* _Stated goal_: Exact repetition is required: output every record in full.

* _Task inputs_:
::::::
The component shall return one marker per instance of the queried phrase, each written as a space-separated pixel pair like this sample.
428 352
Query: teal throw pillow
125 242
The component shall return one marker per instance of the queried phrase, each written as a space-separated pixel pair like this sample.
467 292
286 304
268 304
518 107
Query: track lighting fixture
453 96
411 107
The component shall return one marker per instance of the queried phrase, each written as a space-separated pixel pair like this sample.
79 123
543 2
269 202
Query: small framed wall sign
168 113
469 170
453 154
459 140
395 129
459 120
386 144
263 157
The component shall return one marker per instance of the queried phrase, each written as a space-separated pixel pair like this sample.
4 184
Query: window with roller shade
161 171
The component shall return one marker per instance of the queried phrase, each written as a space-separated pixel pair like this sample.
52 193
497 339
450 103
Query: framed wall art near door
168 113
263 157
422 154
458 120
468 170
::::::
* _The reply_:
The component shall return one marker per instance of the queried phrase, each written as a space-separated pixel pair like this sample.
428 352
Query: teal throw pillow
125 242
The component shall return one marker per instance of the queried phrase, each written as a space-separated pixel pair like this sample.
467 292
286 304
268 304
518 107
Query: track lighting fixture
453 96
411 107
The component shall return one marker per instance of the queried phrase, each written as a space-separated pixel pair like this sample.
79 123
543 2
269 202
Query: small framed wall sign
168 113
469 170
453 154
459 140
395 129
459 120
386 144
263 157
The component shall return one marker per instance of the queried phrase, each written as a space-separated pixel pair like this sample.
4 184
Query: window with roller shade
161 171
The component shall return one marker per instance of the queried phrase, each written as a space-separated pixel pair like this sample.
52 193
497 339
450 103
Query: framed wall art near door
168 113
263 157
422 154
458 120
468 170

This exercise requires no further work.